◆ DIRECTIONS FOR THIS TASK ◆
Extract every line of the entries below that contains the word "window", and copy each one in full. Matching is case-sensitive.

Labeling and segmentation entries
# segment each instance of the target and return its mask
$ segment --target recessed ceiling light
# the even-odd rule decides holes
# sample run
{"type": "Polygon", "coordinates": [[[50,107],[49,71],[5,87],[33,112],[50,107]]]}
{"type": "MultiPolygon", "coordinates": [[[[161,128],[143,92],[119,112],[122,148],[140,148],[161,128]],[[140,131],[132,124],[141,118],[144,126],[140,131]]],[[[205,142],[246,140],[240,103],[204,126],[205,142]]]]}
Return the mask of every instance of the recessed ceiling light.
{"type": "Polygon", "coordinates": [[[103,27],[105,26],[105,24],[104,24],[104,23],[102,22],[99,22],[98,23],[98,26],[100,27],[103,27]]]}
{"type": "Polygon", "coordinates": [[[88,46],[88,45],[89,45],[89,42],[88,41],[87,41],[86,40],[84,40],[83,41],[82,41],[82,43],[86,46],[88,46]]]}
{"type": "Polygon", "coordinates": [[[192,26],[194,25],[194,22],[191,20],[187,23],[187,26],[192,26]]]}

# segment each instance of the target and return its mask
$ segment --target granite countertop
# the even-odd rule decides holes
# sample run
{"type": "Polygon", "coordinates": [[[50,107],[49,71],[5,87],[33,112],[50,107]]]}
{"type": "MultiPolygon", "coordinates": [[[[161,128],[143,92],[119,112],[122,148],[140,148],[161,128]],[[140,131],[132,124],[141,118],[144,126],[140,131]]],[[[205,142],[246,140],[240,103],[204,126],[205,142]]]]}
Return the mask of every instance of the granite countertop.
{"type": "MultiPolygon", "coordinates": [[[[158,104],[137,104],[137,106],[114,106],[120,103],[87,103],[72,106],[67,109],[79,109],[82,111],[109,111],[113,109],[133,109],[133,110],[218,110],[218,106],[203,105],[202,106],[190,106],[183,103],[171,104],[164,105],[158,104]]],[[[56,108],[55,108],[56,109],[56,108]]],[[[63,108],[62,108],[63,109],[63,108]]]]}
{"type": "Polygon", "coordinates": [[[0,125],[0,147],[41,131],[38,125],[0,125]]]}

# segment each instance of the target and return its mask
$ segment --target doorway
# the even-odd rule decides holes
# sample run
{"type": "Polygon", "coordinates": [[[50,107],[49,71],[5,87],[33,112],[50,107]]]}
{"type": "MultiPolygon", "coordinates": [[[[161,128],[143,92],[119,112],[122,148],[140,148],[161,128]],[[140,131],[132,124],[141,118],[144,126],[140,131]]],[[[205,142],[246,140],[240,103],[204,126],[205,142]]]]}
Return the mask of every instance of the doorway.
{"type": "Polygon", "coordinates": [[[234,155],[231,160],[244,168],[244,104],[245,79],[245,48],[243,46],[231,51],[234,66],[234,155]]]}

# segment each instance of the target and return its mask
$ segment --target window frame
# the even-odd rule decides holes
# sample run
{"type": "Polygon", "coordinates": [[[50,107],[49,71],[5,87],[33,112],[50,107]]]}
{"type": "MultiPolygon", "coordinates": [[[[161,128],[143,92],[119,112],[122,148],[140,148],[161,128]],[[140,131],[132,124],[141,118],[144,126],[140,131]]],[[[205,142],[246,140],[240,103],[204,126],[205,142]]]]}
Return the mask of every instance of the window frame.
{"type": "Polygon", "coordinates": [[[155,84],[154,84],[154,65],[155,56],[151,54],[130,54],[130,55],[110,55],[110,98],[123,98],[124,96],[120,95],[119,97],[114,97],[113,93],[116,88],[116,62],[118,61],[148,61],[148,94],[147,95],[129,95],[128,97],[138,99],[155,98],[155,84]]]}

◆ TASK RESPONSE ◆
$ segment --target window frame
Return the mask of every instance of the window frame.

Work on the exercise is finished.